───── Task input ─────

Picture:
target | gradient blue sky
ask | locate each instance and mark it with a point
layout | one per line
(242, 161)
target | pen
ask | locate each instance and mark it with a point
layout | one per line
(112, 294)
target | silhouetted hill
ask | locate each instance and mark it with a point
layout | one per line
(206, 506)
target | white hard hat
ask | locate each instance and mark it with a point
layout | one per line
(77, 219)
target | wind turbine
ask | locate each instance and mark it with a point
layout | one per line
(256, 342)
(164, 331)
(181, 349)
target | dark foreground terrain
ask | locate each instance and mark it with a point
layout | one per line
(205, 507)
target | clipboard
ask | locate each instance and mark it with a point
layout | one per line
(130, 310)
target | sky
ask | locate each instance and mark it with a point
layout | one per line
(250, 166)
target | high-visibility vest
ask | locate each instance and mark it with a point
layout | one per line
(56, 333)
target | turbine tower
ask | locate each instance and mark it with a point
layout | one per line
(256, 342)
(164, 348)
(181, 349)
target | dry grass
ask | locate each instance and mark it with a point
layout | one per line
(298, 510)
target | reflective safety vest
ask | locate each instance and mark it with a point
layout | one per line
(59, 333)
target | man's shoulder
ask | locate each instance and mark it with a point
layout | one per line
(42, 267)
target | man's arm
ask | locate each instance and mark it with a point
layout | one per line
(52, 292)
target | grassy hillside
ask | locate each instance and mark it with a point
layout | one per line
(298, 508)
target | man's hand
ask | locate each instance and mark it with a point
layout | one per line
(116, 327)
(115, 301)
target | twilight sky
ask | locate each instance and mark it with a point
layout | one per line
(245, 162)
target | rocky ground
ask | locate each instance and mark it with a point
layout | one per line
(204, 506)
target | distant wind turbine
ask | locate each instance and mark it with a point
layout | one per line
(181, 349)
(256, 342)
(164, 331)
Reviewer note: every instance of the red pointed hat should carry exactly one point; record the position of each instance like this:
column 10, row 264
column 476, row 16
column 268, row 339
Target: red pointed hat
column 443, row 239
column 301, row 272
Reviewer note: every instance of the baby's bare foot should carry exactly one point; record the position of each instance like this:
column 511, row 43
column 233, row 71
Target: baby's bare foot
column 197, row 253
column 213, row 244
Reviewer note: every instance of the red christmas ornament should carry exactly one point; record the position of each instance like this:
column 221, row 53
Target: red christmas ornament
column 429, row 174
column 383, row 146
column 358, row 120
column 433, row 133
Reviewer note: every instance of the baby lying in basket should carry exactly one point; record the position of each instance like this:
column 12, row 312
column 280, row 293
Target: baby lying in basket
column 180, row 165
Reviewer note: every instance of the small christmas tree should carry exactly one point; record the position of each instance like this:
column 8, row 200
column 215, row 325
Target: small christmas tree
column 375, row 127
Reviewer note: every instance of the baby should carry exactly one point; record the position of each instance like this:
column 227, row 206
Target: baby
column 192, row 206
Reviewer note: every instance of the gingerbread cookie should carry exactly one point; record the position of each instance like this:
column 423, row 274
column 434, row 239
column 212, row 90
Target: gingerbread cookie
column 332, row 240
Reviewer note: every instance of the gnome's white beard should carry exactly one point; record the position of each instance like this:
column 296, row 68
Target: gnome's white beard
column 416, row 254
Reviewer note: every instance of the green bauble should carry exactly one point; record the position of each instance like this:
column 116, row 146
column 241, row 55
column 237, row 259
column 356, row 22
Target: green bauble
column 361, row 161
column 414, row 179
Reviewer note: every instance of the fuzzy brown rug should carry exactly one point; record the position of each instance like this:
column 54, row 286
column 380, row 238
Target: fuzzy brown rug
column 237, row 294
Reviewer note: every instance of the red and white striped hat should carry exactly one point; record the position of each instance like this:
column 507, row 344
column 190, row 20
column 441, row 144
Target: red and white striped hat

─────

-- What is required --
Return the lines above exactly as they appear, from the line with "Reviewer note: every instance of the baby's" to the line with "column 433, row 133", including both of those lines.

-- Answer in full --
Reviewer note: every instance of the baby's bare foot should carry exactly one point; record the position of each instance like this:
column 511, row 43
column 233, row 71
Target: baby's bare foot
column 197, row 253
column 213, row 244
Reviewer note: every instance of the red christmas ornament should carry exactly one point; record the position of each instance like this:
column 221, row 53
Target: red christmas ornament
column 429, row 174
column 383, row 146
column 358, row 120
column 433, row 133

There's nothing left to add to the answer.